* _READING PASSAGE_:
Configuration via environment variables:

Request metadata: WORKFLOW_ID, REQUEST_ID, STORY_ID, SANDBOX_PROFILE, BASE_SHA, EXECUTION_BACKEND, JOB_NAME, JOB_NAMESPACE
Repo materialization: REPO_URL, REPO_BRANCH, optional HOST_REQUESTED_CWD
Agent identity: AGENT_NAME, AGENT_MODEL, AGENT_VARIANT, AGENT_PROGRAM
Execution config: SESSION_ID, TIMEOUT_SECONDS
Task prompt: TASK_PROMPT_B64 (base64-encoded)
Verification: VERIFICATION_COMMANDS_B64 (base64-encoded JSON array)
Callback path: RESULT_CALLBACK_URL, RESULT_CALLBACK_TOKEN

Expected behavior:

Decode task from TASK_PROMPT_B64
Materialize repo from REPO_URL / REPO_BRANCH at BASE_SHA
Execute the requested AGENT_PROGRAM
Run verification commands (if set)
Print SandboxExecutionResult markers to stdout and POST the same result to /internal/agent-result
Exit 0 (success) or non-zero (failure)

Current truthful limit:

pi remains local-backend only for now; do not pretend the pod runner can execute pi story runs yet.

Job Lifecycle

import { generateJobSpec, generateJobDeletion } from "@joelclaw/agent-execution";

// 1. Generate Job spec
const spec = generateJobSpec(request, {
  runtime: {
    image: "ghcr.io/joelhooks/agent-runner:latest",
    imagePullPolicy: "Always",
    command: ["bun", "run", "/app/packages/agent-execution/src/job-runner.ts"],
  },
  namespace: "joelclaw",
  imagePullSecret: "ghcr-pull",
  resultCallbackUrl: "http://host.docker.internal:3111/internal/agent-result",
  resultCallbackToken: process.env.OTEL_EMIT_TOKEN,
});

// 2. Apply to cluster (via kubectl or k8s client library)
// 3. Job runs → Pod materializes repo, executes agent, posts SandboxExecutionResult callback
// 4. Host worker can recover the same terminal result from log markers if callback delivery fails
// 5. Job auto-deletes after TTL (default: 5 minutes)

* _INSTRUCTIONS_:
• a. According to the agent runner configuration text, how long does a Job wait by default before it auto-deletes?
• b. Write the next part of the agent runner configuration text, picking up after its final line.

* _RECORDS PROVIDED_:
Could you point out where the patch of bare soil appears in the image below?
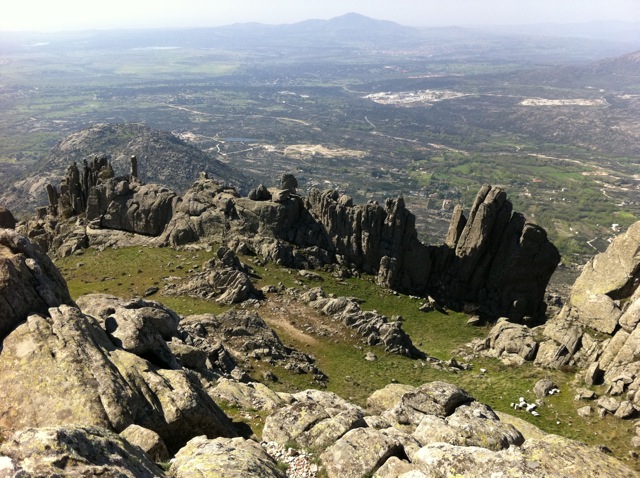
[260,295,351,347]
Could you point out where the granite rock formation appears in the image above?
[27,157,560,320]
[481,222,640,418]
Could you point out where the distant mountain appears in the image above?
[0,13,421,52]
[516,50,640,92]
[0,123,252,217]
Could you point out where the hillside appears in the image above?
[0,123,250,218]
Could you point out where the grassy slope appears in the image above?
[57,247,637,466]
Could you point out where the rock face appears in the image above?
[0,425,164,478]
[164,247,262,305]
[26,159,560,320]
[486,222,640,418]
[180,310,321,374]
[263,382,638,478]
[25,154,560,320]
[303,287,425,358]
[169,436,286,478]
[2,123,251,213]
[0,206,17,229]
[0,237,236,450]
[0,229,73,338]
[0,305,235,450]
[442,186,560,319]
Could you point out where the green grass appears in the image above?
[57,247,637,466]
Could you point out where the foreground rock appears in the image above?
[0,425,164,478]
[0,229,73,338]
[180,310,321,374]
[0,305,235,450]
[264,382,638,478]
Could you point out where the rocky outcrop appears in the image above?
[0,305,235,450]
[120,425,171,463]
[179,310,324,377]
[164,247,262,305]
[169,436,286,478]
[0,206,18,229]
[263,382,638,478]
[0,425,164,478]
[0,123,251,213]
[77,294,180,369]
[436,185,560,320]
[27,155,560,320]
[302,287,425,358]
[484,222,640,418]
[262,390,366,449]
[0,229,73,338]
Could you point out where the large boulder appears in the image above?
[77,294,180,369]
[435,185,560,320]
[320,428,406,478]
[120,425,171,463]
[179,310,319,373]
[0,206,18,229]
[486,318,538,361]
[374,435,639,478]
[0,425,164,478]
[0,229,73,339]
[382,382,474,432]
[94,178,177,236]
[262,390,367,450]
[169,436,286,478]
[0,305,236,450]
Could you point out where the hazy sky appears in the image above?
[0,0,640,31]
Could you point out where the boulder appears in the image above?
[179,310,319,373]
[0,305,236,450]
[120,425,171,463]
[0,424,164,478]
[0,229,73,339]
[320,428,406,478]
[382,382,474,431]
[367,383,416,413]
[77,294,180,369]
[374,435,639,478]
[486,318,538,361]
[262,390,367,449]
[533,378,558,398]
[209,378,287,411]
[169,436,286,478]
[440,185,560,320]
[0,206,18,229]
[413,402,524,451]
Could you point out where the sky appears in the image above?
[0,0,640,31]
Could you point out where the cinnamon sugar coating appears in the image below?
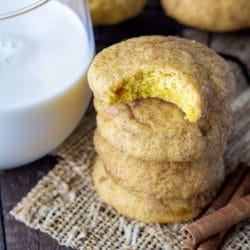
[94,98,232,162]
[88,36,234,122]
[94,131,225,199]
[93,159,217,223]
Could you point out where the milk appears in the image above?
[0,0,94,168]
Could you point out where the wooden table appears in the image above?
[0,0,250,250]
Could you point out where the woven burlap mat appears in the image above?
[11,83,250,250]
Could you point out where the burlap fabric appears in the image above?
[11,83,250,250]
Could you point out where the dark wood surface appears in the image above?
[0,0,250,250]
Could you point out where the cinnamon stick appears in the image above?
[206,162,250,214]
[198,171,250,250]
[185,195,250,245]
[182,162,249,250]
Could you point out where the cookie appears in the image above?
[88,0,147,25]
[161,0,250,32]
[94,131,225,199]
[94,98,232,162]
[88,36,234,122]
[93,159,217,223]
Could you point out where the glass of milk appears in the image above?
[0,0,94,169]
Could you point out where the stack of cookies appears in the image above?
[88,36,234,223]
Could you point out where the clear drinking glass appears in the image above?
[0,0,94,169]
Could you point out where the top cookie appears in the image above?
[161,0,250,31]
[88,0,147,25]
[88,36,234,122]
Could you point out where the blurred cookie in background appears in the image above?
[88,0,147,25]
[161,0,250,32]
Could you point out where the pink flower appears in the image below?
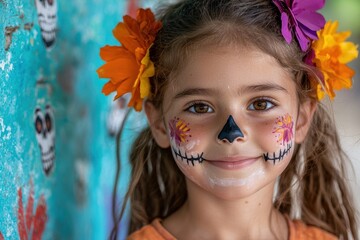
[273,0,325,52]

* * *

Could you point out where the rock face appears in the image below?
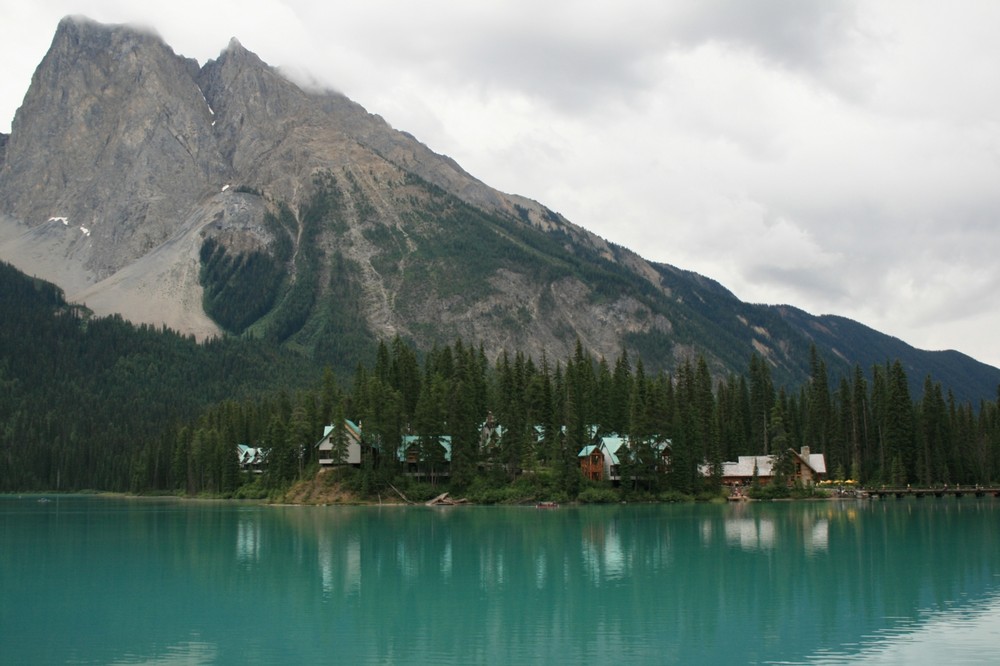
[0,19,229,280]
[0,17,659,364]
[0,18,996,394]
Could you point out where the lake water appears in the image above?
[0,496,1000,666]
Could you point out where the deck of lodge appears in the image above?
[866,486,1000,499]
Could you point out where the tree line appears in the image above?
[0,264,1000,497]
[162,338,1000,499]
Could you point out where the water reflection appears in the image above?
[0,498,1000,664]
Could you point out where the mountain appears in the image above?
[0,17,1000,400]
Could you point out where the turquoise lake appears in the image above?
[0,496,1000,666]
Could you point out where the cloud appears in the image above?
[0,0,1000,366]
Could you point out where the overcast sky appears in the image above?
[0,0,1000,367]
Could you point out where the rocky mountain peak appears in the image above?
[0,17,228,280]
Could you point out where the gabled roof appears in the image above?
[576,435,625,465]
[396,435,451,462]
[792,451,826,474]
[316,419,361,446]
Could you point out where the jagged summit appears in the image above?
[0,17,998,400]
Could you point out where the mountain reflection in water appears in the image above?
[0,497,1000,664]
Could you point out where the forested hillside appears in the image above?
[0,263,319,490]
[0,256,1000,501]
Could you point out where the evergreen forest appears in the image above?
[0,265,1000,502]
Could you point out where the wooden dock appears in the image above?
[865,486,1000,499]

* _IN RESPONSE_:
• a. 5 minutes

• b.
// Cancel a running Job
const deletion = generateJobDeletion("req-xyz");
// kubectl delete job ${deletion.name} -n ${deletion.namespace}

Resource Defaults

CPU: 500m request, 2 limit
Memory: 1Gi request, 4Gi limit
Active deadline: 1 hour
TTL after completion: 5 minutes
Backoff limit: 0 (no retries)

Security

Non-root execution (UID 1000, GID 1000)
No privilege escalation
All capabilities dropped
RuntimeDefault seccomp profile
Control plane toleration for single-node cluster

Verification Commands

# List agent runner Jobs
kubectl get jobs -n joelclaw -l app.kubernetes.io/name=agent-runner

# Check Job status
kubectl describe job <job-name> -n joelclaw

# View logs
kubectl logs job/<job-name> -n joelclaw

# Check for stale Jobs (should be auto-deleted by TTL)
kubectl get jobs -n joelclaw --show-all

Current State

✅ Job spec generator (packages/agent-execution/src/job-spec.ts)
✅ Runtime contract (k8s/agent-runner.yaml)
✅ Tests (packages/agent-execution/__tests__/job-spec.test.ts)
⏳ Runtime image not yet built (Story 3)
⏳ Hot-image CronJob not yet implemented (Story 4)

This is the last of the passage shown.